§ EXERCISE DIRECTIONS:
Beginning with the line where "Task: where can the posted" appears, repeat every remaining line of the entries exactly, the last line included.
--- START ---
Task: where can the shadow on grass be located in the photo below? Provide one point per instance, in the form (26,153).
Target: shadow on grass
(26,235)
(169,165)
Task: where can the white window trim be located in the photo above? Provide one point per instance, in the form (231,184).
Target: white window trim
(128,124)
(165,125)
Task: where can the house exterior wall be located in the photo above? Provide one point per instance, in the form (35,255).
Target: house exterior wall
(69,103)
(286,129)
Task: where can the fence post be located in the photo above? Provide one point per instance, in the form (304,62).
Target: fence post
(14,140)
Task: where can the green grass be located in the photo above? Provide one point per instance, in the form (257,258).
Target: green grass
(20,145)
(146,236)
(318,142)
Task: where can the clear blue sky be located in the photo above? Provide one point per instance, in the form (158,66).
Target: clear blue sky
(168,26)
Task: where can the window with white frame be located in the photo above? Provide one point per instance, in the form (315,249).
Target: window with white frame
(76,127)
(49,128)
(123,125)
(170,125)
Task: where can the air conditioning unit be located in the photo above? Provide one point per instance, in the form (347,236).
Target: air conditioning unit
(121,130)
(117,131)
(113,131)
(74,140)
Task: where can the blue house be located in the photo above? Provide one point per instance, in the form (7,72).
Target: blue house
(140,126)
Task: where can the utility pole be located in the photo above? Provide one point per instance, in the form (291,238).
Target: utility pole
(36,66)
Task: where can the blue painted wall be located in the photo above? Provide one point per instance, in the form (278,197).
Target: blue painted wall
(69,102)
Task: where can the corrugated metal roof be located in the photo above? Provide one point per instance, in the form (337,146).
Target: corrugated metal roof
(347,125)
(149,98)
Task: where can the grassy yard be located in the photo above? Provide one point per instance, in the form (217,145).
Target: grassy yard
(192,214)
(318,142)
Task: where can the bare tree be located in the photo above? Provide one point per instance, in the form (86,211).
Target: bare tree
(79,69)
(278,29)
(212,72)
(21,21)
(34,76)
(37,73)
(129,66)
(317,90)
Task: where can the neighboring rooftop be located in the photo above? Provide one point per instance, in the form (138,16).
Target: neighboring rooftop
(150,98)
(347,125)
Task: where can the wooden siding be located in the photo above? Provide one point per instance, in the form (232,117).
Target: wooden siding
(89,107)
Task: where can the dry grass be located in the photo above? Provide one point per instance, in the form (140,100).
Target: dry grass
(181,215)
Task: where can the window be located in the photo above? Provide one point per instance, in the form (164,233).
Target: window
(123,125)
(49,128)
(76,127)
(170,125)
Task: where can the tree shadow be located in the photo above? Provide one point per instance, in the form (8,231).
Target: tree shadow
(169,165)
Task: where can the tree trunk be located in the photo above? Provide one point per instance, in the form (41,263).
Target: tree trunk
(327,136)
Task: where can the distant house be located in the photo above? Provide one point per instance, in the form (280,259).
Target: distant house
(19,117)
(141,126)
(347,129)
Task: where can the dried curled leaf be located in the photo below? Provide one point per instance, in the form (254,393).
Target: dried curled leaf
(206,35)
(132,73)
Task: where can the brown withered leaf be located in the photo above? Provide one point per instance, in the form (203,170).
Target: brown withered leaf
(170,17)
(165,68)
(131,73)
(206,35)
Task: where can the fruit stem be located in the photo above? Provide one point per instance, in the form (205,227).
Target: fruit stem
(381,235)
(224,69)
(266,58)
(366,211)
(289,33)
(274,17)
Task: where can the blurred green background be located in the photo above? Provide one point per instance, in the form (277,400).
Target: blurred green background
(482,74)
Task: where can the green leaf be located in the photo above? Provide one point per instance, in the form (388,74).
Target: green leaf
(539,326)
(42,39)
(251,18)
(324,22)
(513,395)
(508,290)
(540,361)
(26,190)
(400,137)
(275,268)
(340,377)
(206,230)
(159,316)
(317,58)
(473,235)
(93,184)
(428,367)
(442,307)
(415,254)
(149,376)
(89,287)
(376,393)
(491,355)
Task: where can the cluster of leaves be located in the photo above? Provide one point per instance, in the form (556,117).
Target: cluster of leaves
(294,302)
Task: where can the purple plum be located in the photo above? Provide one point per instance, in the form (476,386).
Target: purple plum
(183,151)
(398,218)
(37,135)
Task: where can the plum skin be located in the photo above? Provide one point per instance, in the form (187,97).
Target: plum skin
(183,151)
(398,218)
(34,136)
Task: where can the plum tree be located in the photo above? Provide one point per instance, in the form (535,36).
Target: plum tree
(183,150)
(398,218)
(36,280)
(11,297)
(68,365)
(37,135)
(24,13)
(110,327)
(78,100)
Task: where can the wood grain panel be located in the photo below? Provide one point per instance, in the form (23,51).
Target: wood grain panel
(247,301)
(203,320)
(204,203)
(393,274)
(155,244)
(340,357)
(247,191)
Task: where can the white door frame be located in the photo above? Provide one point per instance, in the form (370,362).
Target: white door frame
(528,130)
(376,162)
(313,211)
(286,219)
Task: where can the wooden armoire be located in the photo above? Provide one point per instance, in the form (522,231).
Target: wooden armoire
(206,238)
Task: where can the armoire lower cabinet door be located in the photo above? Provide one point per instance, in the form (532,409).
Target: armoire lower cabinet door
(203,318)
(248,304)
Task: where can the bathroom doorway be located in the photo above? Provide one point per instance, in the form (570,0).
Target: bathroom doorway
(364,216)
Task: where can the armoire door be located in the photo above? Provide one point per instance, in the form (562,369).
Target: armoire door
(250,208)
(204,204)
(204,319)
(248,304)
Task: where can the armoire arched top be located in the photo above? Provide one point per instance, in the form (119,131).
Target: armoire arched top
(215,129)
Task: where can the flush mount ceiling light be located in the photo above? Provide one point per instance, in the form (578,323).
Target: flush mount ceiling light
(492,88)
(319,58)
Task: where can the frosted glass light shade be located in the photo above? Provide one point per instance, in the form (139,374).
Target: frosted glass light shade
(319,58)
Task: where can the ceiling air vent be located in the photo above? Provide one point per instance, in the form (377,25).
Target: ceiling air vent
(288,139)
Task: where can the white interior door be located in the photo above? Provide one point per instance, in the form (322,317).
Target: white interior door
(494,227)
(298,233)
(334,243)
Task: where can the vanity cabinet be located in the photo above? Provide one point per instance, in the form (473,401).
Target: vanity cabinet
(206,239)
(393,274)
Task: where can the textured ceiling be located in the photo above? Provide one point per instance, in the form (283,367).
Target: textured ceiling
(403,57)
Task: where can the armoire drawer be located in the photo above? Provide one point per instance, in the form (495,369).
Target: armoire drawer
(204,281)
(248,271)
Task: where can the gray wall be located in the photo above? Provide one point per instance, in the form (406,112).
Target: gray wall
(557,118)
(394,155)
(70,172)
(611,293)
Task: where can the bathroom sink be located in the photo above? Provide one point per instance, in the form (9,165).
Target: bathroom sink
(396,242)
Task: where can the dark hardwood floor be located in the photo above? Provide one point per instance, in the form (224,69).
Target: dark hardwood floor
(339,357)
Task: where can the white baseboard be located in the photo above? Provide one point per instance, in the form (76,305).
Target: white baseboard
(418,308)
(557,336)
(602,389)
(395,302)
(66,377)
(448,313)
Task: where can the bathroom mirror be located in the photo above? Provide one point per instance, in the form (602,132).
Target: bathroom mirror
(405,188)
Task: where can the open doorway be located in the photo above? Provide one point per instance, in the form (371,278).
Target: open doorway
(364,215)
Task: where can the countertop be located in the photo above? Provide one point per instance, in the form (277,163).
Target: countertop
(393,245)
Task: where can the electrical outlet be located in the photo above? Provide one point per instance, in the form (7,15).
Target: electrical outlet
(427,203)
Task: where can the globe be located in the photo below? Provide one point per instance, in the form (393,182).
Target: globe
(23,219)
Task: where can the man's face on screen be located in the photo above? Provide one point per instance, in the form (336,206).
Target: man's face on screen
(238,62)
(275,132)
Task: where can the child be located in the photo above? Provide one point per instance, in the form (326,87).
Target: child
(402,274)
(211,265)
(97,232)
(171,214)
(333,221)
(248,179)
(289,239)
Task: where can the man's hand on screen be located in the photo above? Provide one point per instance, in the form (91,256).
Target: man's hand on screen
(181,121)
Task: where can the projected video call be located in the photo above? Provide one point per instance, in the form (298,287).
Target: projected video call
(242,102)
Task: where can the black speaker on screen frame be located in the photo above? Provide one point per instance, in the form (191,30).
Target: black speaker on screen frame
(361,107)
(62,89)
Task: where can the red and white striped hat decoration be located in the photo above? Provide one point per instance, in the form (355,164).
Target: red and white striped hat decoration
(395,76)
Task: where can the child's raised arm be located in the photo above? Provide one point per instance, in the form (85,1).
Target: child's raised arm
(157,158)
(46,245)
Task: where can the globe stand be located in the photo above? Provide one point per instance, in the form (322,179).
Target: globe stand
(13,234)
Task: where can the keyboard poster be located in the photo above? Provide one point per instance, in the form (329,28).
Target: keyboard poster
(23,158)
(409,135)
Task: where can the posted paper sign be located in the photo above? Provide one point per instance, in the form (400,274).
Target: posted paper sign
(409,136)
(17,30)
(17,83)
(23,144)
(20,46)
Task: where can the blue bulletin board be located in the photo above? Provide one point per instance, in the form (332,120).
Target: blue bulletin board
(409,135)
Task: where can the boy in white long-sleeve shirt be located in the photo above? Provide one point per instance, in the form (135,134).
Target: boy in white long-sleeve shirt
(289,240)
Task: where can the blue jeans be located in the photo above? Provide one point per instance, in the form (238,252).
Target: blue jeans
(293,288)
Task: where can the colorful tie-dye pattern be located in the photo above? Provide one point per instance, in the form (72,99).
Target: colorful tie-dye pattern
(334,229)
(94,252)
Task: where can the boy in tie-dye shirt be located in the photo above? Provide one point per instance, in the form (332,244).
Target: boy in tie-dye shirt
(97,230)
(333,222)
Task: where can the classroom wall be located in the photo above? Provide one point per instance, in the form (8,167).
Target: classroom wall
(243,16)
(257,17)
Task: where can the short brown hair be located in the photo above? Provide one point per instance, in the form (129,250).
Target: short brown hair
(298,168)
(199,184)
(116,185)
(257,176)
--- END ---
§ PROBLEM SOLUTION:
Task: where can the posted paper sign be located in the photo above? Provide one point per instance, in the form (400,274).
Target: posted paper sign
(409,136)
(17,30)
(17,83)
(23,144)
(20,46)
Task: where can the blue bulletin board be located in the photo above? Provide one point per instance, in the form (332,120).
Target: blue bulletin board
(409,135)
Task: where can the boy in white long-sleeve shirt be located in the photo above? Provide one point per instance, in the form (135,134).
Target: boy in white long-sleeve shirt
(289,240)
Task: where can the blue jeans be located in the photo above? Provide one point per instance, in the form (238,252).
Target: blue jeans
(293,288)
Task: where can the colorful tie-dye pattern be located in the photo above? Provide one point per instance, in the form (72,99).
Target: colorful tie-dye pattern
(334,229)
(94,252)
Task: where can the boy in tie-dye shirt be located in the photo above? Provide one point per instance, in the form (332,244).
Target: boy in tie-dye shirt
(97,230)
(333,222)
Task: where can the classroom wall be located in the photo above? Provide one point per instance, in the form (8,167).
Target: classroom wall
(243,16)
(257,17)
Task: where can the short brown hair be located in the photo above? Provide one point per instance, in the form (129,250).
Target: short brown hair
(298,168)
(199,184)
(116,185)
(257,176)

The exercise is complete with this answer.